**About this exercise**. From the line containing "Pretty please, detect the runner with" down to the last line of the material, return those lines verbatim and only those.
Segment Start: Listed entries
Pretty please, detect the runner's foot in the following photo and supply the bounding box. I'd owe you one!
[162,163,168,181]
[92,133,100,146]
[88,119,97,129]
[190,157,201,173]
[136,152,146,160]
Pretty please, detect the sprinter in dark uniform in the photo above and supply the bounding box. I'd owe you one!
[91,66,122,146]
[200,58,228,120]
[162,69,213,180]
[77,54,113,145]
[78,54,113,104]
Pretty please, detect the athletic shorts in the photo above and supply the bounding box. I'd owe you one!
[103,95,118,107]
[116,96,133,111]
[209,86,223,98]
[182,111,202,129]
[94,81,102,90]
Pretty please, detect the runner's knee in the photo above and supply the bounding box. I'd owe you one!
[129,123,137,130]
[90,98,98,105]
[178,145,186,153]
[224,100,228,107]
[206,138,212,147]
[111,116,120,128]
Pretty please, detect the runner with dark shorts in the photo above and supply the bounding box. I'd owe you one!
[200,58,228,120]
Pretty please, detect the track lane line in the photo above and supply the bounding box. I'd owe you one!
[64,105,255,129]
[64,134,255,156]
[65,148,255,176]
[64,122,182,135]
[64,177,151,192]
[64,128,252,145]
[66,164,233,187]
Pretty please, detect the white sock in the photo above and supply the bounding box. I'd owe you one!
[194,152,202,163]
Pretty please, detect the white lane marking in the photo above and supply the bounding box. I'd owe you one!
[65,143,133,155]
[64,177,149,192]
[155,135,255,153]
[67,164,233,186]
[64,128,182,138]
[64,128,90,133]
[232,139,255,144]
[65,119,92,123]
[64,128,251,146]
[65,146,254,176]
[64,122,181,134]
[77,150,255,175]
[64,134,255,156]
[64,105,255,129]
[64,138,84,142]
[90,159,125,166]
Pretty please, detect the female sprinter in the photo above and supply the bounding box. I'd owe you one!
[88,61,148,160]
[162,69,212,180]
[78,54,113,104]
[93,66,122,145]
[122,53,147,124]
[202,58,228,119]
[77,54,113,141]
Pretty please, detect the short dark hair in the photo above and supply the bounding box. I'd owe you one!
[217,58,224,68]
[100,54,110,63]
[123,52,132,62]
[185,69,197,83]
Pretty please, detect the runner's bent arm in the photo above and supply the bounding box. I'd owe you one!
Segment End: Listed entries
**Task response**.
Pretty please, detect the runner with dark shorts in the photo above and supply the bounding box. I'd owe you one!
[200,58,228,120]
Pretty please, detect the track lane line in the photo above and supply the bounding box. I'd owe you one!
[64,105,255,129]
[64,134,255,156]
[65,148,255,176]
[64,122,182,135]
[64,177,151,192]
[64,128,252,145]
[66,164,233,187]
Pretty please, detect the white sock in the photo above and supply the bounding box. I'd owe you one!
[194,152,202,163]
Pretty please, detect the white lane marking in the photo above and supply the bounding box. I'd owe you one!
[65,143,133,155]
[64,177,149,192]
[155,135,255,153]
[67,164,233,186]
[64,128,182,138]
[64,128,90,133]
[232,139,255,144]
[65,119,92,123]
[64,128,251,146]
[65,146,254,176]
[64,122,181,134]
[77,150,255,175]
[64,134,255,156]
[64,105,255,129]
[64,138,84,142]
[90,159,125,166]
Pretty please, detect the female sprinter in the photo above and supply the bounding box. I'd owe you one!
[88,61,148,160]
[162,69,212,180]
[78,54,113,104]
[93,66,122,145]
[122,53,147,124]
[202,58,228,119]
[77,54,113,141]
Pretty please, detect the short dark hair in the photo above and supply the bounding box. I'd owe you one!
[217,58,224,68]
[100,54,110,63]
[123,52,132,62]
[185,69,197,83]
Pretty please, detect the runner's bent arm in the photo above and supply the bounding box. I'd owe you one!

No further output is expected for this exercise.